- What the exercise asks: Exclude all images and print the entries below exactly.

[Image-grounded pointing data]

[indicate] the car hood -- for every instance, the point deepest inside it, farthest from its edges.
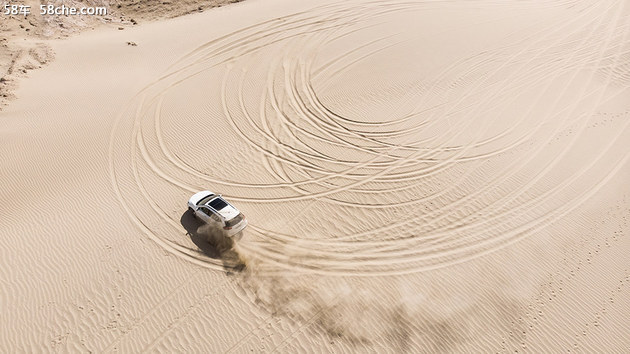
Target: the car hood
(229, 212)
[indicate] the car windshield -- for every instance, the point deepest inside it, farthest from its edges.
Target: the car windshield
(217, 204)
(234, 221)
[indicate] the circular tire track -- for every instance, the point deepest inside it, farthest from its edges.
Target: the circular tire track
(448, 172)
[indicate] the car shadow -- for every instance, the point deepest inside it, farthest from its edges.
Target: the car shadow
(212, 242)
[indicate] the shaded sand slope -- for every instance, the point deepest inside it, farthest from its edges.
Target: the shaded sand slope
(418, 176)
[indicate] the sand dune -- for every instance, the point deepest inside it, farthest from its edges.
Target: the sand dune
(419, 176)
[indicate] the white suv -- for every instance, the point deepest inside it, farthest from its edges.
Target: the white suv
(214, 210)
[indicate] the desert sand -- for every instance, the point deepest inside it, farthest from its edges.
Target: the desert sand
(418, 176)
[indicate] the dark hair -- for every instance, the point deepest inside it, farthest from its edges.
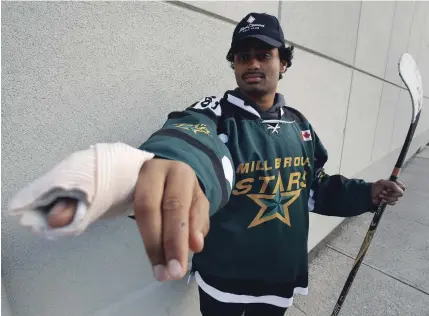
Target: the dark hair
(286, 54)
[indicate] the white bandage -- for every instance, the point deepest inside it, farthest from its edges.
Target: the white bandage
(102, 178)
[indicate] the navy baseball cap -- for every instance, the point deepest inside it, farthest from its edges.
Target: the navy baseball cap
(261, 26)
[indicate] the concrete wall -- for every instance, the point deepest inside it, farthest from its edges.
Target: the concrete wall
(76, 73)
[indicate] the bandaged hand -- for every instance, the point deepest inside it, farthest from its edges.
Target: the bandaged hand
(171, 211)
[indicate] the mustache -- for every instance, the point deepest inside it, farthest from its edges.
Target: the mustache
(253, 73)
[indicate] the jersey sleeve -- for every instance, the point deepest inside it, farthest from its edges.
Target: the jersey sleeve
(191, 136)
(336, 195)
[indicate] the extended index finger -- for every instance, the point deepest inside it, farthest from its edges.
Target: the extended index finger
(176, 203)
(147, 209)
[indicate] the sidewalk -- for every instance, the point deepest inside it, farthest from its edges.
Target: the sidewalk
(394, 277)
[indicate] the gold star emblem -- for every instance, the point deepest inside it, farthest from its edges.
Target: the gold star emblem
(273, 206)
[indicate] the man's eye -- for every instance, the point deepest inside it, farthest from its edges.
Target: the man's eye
(264, 56)
(243, 57)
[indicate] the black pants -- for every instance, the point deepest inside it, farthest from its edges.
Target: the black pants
(212, 307)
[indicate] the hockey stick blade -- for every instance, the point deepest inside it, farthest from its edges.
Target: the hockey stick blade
(410, 75)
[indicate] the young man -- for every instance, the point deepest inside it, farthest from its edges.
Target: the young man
(234, 178)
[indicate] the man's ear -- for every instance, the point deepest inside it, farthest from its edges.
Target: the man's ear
(283, 66)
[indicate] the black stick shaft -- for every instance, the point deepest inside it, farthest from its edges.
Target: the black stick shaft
(376, 219)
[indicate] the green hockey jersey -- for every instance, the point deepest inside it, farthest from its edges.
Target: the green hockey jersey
(262, 173)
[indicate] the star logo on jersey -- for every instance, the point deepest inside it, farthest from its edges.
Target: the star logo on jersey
(197, 128)
(274, 206)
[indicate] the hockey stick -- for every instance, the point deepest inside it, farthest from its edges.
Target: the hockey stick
(410, 75)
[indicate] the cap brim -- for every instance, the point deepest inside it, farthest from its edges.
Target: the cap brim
(263, 38)
(271, 42)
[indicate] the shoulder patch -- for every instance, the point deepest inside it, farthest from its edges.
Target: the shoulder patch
(294, 114)
(211, 103)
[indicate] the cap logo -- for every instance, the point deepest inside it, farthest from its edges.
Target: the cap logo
(251, 26)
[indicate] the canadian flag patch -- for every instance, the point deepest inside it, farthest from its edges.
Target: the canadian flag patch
(306, 135)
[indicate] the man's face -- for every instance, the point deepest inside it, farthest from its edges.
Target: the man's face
(257, 67)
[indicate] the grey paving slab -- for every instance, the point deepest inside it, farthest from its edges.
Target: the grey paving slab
(400, 248)
(372, 293)
(414, 206)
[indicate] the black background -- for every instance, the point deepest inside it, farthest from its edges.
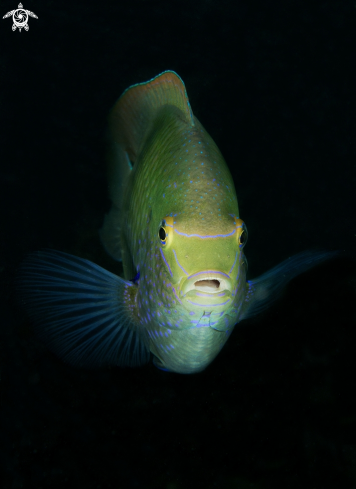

- Task response:
[indicate] the car hood -- for every instance, the point deepest inside it, farthest from its edges.
Target: the car hood
(229, 212)
[indicate] the car windshield -- for every instance, the point deepest inside it, farthest from its edges.
Target: the car windshield
(217, 204)
(234, 221)
[indicate] the circular tire track -- for every instance, the point deepest inside it, farthest from its edges.
Target: the circular tire track
(448, 172)
[indicate] the car shadow -- for every instance, the point deepest inside it, farthest from its edges.
Target: the car shadow
(212, 242)
[indicate] the shaded sand slope -- for every instance, the point deepest inside it, farthest from its edges.
Target: the shaded sand slope
(418, 176)
[indicate] the sand dune -- for every instance, the point deepest inside it, farthest from its edges.
Target: the sand dune
(419, 176)
[indicate] the white suv -- for every instance, the point deepest inside it, farthest from its edges.
Target: the white suv
(214, 210)
[indicate] the desert sand -- for every instance, the point deepest inside it, farthest from its edges.
Target: the desert sand
(418, 176)
[indicate] the dark hair -- for every instance, the point deepest inside it, farthest from its edges.
Target: the dark hair
(286, 54)
[indicate] the white bandage -- for every instance, the point deepest inside it, farthest from its edges.
Target: the white bandage
(102, 178)
[indicate] the navy baseball cap -- for every instance, the point deepest inside it, farthest from its edges.
Target: the navy baseball cap
(261, 26)
[indicate] the concrete wall -- for every instance, the point deepest inside it, farthest from its edges.
Target: the concrete wall
(76, 73)
[indicate] the bandaged hand -- for every instance, the point deepest inside it, farthest from its edges.
Target: the bandaged hand
(171, 211)
[indicate] the mustache -- for every instance, the point deepest inside it, farthest from its edges.
Target: the mustache
(253, 73)
[indicate] the jersey sleeve -- for every instance, the point deepest inside it, farthest from its edges.
Target: the jersey sleeve
(191, 136)
(336, 195)
[indicate] the extended index finger -- for every instance, the point deepest inside it, farthest from its edges.
Target: the extended index finger
(176, 203)
(147, 209)
[indicate] the sidewalk -- for every instance, the point deepest inside it, farthest from its edges.
Target: the sidewalk
(394, 277)
[indicate] the gold star emblem -- for every instance, the point deepest inside it, farthest from its edges.
Target: the gold star emblem
(273, 206)
[indicate] the man's eye -- for every instance, the point deepest inside it, farthest from its edges.
Target: the man's eye
(264, 56)
(243, 57)
[indicate] the black pants -- for every instance, the point deepest inside it, farthest from its edges.
Target: the black pants
(212, 307)
[indicate] the hockey stick blade -- for every instance, the point deepest inside it, farthest from its edges.
Target: the hockey stick blade
(410, 75)
[indicate] the young man -- for every instance, the point deepest inside it, farthest from its edges.
Target: the young man
(234, 178)
[indicate] the man's ear -- for every instance, the point deepest inside it, farthest from its edges.
Target: the man's ear
(283, 66)
[indicate] the black stick shaft -- for every instance, the point deepest inside it, farthest from its edges.
Target: the black stick shaft
(376, 219)
[indicate] the green hockey jersey -- for every instance, the point deepest inside it, farthest from its edges.
Target: the green hockey jersey
(262, 173)
[indicate] the star logo on jersey -- for every instance, the point deepest inside it, farthest from its edges.
Target: the star logo on jersey
(197, 128)
(274, 206)
[indicate] the hockey stick -- for every instance, the point deepest inside it, farthest from its edges.
Target: the hockey stick
(410, 75)
[indicate] the cap brim -- for every instance, the point deepest inside it, farthest from its edges.
Target: the cap brim
(263, 38)
(271, 42)
[indicate] the shoulder patch -- for every instance, the point deepest inside it, farthest from its edges.
Target: the shoulder patch
(294, 114)
(211, 103)
[indicate] the cap logo -- for every instance, the point deepest inside it, farthest from its edges.
Target: the cap logo
(251, 26)
[indicate] the canadian flag patch -- for every instance, the point deepest inside it, farthest from its edges.
Target: the canadian flag patch
(306, 135)
[indicate] the man's face -- for every instance, the point deepest inside it, farthest from its edges.
Target: the man's face
(257, 67)
[indicate] the grey paving slab -- for every instance, the point deepest inside it, farthest from its edges.
Target: the grey paving slab
(400, 248)
(372, 293)
(414, 206)
[indicate] the black background -- for every instance, the point deepest inside it, farthest from its edges.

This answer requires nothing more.